DIRECTIONS:
Repeat verbatim the lines of the data below, beginning with the line containing "Pick out one point on every instance of the golden" and continuing to the end.

# START OF DATA PROVIDED

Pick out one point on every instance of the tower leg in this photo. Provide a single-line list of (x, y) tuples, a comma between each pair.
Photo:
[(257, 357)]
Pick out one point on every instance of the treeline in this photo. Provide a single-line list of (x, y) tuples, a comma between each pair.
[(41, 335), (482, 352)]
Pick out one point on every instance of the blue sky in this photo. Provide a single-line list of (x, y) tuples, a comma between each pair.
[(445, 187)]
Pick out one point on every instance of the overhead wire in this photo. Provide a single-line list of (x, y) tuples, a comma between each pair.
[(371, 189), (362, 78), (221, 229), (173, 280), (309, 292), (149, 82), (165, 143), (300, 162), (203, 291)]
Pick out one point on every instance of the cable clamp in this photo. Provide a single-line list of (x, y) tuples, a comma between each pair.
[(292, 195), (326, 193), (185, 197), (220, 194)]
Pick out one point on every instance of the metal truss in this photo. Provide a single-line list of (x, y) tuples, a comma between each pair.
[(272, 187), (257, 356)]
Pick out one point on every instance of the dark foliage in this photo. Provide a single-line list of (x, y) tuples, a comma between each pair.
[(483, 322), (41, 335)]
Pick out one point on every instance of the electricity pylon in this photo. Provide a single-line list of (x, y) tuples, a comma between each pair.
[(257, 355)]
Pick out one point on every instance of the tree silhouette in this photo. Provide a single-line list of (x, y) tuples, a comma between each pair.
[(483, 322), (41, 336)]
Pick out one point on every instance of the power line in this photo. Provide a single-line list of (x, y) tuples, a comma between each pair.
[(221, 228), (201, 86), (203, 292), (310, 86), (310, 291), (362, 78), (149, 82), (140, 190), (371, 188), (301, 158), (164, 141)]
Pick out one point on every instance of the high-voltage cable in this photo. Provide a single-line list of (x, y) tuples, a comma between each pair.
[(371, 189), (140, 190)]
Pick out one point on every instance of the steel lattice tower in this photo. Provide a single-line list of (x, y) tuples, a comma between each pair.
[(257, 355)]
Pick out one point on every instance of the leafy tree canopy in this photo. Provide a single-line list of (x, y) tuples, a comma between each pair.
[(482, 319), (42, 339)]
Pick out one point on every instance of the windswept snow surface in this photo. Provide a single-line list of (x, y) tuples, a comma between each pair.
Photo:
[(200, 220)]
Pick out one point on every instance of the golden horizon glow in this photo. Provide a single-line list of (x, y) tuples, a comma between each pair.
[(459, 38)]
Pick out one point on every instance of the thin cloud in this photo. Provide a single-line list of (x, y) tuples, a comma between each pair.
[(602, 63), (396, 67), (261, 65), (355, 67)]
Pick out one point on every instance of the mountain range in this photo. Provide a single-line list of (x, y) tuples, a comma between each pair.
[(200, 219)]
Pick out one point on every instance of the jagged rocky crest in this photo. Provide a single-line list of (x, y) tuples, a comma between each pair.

# END OF DATA PROVIDED

ANSWER TO THE TASK:
Pick out one point on every instance of the golden horizon glow in this photo. Provide a single-line list of (x, y) tuples, a comma between each pair.
[(459, 38)]
Pick out one point on every instance of the thin cloud in this photo. Provide a single-line list of (x, y) tuples, a comma between each pair.
[(602, 63), (396, 67), (261, 65), (355, 67)]
Pick out one point on every instance of the mountain range in this photo. Provide a single-line list of (x, y) tuples, a comma between each pair.
[(200, 219)]
Pick out one point on every instance of the jagged rocky crest in this photo. Provide a single-line list of (x, y) tuples, a comma between each pair.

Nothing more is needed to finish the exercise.